▶ Task instructions: Reproduce verbatim the lines of the records from the line with "segment --target landing" to the line with "374 L 535 362", including both of those lines.

[Mask labeling records]
— BEGIN —
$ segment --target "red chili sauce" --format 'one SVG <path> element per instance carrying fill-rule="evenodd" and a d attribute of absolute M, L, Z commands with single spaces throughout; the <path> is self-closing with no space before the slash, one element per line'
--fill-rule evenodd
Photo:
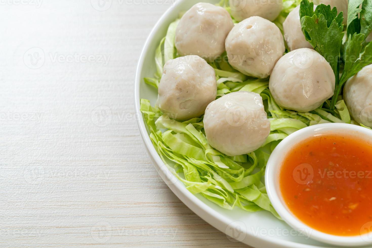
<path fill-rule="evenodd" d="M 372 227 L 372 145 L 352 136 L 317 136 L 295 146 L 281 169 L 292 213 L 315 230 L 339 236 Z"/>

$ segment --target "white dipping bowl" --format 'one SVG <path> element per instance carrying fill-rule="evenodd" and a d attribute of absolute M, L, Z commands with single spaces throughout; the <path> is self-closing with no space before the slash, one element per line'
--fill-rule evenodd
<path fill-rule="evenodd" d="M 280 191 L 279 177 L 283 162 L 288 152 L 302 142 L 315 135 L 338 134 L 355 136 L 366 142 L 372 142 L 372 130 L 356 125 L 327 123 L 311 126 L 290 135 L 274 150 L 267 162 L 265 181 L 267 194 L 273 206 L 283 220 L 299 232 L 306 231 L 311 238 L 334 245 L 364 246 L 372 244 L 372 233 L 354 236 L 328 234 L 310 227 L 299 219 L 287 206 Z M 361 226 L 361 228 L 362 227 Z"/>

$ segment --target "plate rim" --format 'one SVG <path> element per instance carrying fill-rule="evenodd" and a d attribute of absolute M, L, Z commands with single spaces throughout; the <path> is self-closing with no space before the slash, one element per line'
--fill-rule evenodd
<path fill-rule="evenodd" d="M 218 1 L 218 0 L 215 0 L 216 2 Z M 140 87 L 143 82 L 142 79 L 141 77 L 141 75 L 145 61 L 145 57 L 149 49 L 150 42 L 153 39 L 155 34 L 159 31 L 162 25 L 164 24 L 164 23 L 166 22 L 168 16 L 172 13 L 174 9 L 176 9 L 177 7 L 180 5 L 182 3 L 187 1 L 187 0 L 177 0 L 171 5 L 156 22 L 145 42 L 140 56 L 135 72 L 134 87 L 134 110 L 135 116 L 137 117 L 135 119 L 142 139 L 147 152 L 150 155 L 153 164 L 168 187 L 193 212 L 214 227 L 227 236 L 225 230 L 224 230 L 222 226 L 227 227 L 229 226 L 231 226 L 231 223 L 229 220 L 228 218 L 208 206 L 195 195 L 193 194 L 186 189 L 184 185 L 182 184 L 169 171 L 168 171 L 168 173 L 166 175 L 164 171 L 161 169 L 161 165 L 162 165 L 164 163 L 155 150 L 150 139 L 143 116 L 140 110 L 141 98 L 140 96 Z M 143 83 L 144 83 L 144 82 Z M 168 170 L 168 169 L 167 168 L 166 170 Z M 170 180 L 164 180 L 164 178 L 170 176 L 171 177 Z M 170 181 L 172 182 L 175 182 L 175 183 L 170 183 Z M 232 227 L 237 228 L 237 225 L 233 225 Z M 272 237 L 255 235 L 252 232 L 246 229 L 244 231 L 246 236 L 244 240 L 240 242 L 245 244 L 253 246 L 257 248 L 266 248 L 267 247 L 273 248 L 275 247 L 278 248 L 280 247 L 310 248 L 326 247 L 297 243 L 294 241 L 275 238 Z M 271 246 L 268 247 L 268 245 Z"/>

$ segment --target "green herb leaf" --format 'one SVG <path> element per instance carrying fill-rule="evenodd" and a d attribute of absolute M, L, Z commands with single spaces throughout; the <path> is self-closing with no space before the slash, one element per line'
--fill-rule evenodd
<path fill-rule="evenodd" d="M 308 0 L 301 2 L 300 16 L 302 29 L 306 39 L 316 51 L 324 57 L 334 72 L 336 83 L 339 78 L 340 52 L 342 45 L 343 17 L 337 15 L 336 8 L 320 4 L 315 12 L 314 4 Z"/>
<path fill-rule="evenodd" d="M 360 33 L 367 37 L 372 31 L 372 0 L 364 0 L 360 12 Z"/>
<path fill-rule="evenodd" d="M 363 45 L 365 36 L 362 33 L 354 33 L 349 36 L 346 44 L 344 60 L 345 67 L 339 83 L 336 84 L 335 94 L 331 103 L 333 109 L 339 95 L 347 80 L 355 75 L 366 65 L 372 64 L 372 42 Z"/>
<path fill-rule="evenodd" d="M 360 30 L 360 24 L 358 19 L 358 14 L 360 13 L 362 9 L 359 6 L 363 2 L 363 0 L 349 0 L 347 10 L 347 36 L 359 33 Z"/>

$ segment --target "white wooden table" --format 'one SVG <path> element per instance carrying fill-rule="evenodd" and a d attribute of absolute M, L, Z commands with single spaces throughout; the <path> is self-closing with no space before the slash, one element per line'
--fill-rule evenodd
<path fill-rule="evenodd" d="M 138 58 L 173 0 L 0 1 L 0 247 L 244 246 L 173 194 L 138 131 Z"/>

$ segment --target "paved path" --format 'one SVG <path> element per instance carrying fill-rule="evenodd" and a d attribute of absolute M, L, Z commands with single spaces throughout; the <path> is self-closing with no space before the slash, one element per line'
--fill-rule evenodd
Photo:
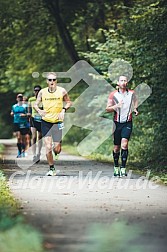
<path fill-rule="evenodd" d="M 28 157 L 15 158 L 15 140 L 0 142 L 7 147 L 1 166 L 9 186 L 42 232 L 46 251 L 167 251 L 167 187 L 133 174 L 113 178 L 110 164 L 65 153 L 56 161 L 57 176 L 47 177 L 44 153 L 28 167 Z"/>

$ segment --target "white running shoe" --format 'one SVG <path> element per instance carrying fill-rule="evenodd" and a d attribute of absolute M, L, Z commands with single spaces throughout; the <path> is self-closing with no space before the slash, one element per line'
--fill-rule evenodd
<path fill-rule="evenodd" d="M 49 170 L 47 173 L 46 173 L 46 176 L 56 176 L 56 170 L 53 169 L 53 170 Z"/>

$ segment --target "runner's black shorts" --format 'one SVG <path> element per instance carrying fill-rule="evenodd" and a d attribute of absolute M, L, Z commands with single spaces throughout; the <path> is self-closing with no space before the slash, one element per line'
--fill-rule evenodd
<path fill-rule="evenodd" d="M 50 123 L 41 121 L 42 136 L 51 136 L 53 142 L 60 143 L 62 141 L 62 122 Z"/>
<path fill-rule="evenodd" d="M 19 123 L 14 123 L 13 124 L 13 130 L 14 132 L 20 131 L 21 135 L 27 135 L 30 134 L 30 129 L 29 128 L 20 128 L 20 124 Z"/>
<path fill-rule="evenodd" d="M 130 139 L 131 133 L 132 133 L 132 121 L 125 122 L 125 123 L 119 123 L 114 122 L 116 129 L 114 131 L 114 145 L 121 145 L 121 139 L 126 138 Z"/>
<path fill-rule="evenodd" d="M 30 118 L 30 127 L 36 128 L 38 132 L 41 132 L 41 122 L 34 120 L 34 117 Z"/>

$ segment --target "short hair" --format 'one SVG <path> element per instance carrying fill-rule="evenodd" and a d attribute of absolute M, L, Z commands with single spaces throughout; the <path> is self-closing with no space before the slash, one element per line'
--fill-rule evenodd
— END —
— BEGIN —
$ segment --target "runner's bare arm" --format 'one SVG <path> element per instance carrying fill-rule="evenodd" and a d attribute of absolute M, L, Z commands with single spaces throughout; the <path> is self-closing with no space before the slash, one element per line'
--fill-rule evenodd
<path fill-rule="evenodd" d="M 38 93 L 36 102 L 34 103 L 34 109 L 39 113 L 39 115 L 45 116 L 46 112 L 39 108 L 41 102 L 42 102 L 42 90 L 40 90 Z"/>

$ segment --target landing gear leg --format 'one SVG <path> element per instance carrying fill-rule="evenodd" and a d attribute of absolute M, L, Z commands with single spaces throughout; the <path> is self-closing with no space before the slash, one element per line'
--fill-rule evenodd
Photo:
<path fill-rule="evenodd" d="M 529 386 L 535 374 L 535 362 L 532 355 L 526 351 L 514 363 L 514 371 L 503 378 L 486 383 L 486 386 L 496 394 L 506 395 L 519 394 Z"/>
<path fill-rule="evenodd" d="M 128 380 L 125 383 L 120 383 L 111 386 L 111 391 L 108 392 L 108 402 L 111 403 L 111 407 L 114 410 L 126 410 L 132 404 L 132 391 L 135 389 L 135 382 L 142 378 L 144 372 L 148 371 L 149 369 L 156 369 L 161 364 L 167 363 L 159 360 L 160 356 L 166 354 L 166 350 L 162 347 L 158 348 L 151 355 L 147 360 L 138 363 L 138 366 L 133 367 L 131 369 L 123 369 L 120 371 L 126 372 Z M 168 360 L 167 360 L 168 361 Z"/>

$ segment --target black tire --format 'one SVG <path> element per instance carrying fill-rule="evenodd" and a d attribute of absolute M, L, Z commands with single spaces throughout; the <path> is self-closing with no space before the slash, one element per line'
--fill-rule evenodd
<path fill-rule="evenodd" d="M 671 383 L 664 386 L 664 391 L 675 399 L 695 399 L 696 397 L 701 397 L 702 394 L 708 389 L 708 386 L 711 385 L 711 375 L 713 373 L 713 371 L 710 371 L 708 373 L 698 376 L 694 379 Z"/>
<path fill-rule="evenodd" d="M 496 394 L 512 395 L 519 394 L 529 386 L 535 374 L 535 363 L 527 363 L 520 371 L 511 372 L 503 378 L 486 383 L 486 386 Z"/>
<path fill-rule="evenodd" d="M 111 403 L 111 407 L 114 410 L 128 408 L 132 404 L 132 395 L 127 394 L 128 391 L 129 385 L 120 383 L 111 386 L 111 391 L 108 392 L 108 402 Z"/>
— END —
— BEGIN —
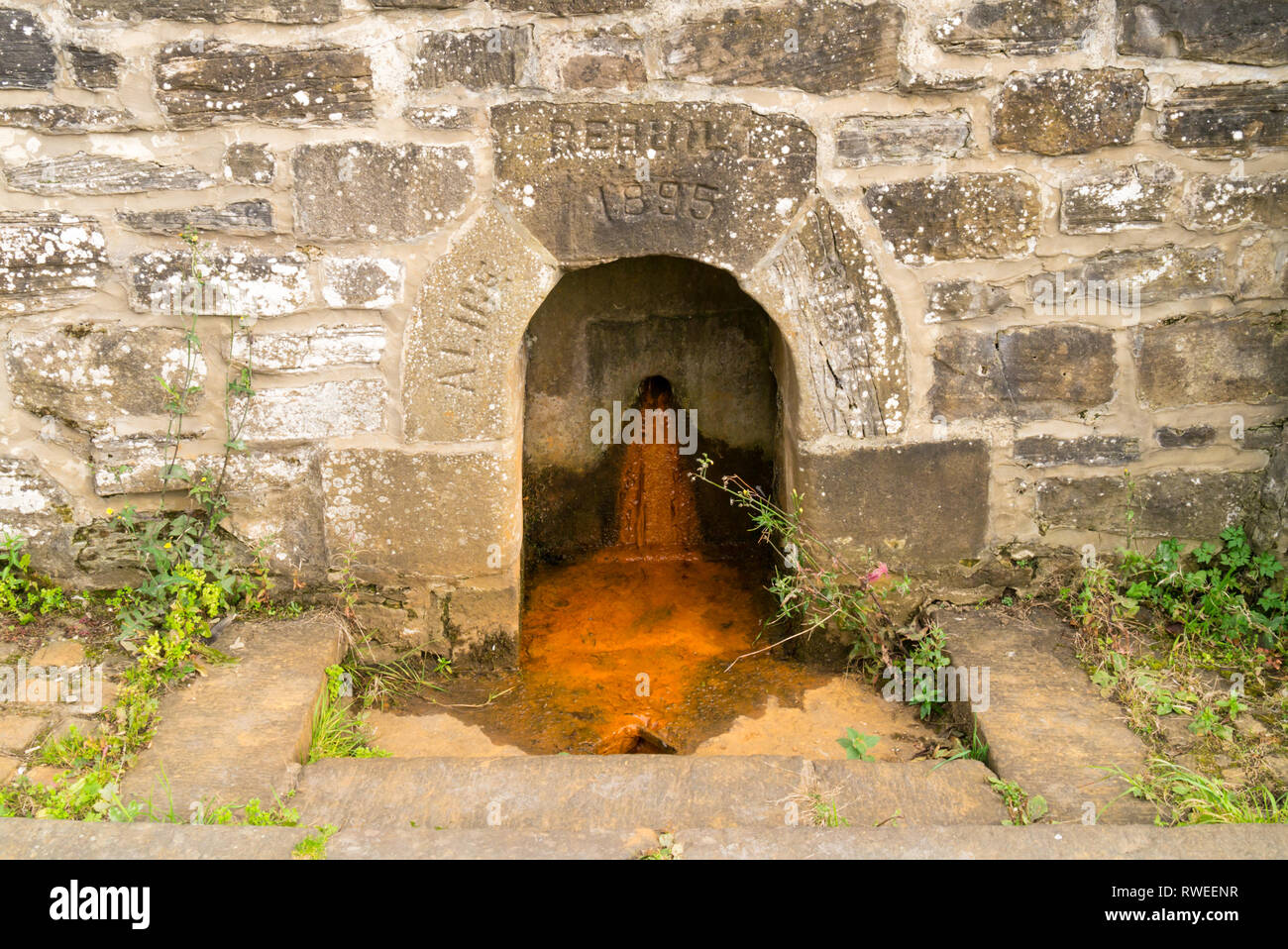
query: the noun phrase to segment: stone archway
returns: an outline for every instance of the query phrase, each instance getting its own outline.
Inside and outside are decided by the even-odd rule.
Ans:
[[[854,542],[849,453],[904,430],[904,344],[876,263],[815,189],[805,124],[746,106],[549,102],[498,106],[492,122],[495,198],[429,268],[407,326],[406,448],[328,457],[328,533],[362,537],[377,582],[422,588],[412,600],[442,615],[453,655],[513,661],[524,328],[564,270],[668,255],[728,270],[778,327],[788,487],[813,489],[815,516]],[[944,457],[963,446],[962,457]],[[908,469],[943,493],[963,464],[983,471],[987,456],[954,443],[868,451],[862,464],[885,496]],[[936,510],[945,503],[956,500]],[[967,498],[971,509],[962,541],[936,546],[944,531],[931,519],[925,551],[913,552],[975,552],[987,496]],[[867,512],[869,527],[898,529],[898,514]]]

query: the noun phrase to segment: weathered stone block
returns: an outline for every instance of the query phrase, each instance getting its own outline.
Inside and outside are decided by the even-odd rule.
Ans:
— END —
▶ Task response:
$ segment --target landing gear leg --format 'one SVG <path> element per instance carrying fill-rule="evenodd" and a d attribute of absolute M, L, Z commands with single spaces throughout; the <path> is self-closing with no space before the slash, one element per line'
--fill-rule evenodd
Photo:
<path fill-rule="evenodd" d="M 529 386 L 535 374 L 535 362 L 532 355 L 526 351 L 514 363 L 514 371 L 503 378 L 486 383 L 486 386 L 496 394 L 506 395 L 519 394 Z"/>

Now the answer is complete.